### Document segment:
· · · ·

While a small handful of cutscenes and bits of dialogue permeate the game experience, the majority of the story is told just by playing the game. The story is experienced rather than told, and it's a refreshing change of pace from the dialogue-heavy RPGs that one generally encounters. The game provides you with a basic backstory and then sends you out into the world to see what's become of it, and it can be a harrowing experience. Former soldiers of Boletaria have become servants of the demons, and once majestic feats of architecture have become little more than debris. Wretched, miserable slaves toil ceaselessly while others rot in dank, moldy dungeons. Both the visuals and the audio work diligently to provide a dark, gloomy atmosphere, and this more than anything is what makes Demon's Souls so memorable. It isn't a complex story, but there's more than enough to ensure the player constantly feels frightened and alone in a dangerous and unforgiving world. Bosses are enormous and fearsome.
The game begins by having you create your character using a generator similar to what you'd find in a western RPG like Oblivion or Mass Effect. You also select a starting class, which determines your initial stats and equipment. From there, you're thrust into a short tutorial level that ultimately ends in a brutal death, at which point the real game begins.
Demon's Souls is all about memorization, as every time you die, you're placed back at the beginning of the level, and the enemies you fought up to that point will all be exactly where they were. Learning where they are and how to deal with them can take some patience, but it's rewarding as well. Every so often you'll encounter a switch or lever that will make a permanent change to the environment, often opening up a shortcut, so successful progress is rewarded as you go. The game can be brutally hard at times, but simultaneously, once you've figured out how to progress, repeating the process is incredibly easy. In fact, you'll wonder why it was giving you such a hard time to begin with. At the end of each level lies an enormous, powerful boss that must be defeated in order to move on. While most of the levels are impeccably designed, a few of them are extremely long and lacking in shortcuts, which can be frustrating if the boss is giving you trouble.

· · · ·

### Entries supplied:
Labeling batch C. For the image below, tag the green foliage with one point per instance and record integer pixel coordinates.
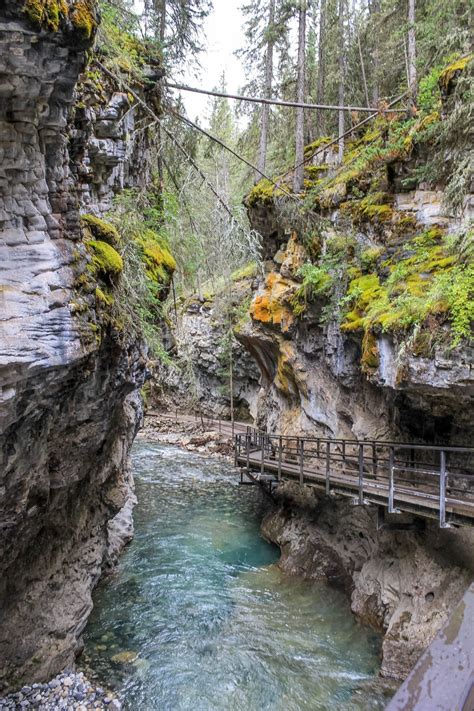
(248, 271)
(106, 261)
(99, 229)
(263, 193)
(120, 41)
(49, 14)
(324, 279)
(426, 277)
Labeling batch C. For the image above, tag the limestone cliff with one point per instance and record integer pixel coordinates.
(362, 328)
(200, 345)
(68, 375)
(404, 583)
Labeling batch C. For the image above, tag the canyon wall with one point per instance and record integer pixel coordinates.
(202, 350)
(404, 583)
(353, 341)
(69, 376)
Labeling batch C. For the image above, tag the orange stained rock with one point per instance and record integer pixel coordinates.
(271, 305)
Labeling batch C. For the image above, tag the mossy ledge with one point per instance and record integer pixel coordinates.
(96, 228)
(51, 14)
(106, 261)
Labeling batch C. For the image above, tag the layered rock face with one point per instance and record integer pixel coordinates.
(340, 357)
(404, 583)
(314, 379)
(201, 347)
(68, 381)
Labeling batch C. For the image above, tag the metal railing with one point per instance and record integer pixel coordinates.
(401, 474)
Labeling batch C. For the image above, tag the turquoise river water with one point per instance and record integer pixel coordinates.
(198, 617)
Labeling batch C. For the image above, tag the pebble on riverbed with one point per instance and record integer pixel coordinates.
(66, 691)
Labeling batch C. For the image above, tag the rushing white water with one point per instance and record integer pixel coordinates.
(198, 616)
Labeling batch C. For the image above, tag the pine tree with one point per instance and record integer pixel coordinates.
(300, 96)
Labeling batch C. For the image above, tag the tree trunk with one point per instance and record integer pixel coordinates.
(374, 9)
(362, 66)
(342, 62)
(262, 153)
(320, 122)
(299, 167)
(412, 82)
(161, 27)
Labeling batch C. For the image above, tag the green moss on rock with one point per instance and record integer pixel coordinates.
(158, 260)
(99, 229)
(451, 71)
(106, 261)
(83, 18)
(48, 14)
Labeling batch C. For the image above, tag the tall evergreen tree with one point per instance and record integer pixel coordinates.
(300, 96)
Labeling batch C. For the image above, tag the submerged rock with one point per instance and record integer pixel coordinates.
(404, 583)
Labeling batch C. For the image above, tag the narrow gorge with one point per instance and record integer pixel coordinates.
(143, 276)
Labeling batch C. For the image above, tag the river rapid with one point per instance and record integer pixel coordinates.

· · · ·

### Problems:
1 - According to the Demon's Souls review, where is the player placed each time they die?
2 - Reproduce the Demon's Souls review word for word from "The game begins" up to and including "real game begins.".

### Outputs:
1 - Back at the beginning of the level.

2 -
The game begins by having you create your character using a generator similar to what you'd find in a western RPG like Oblivion or Mass Effect. You also select a starting class, which determines your initial stats and equipment. From there, you're thrust into a short tutorial level that ultimately ends in a brutal death, at which point the real game begins.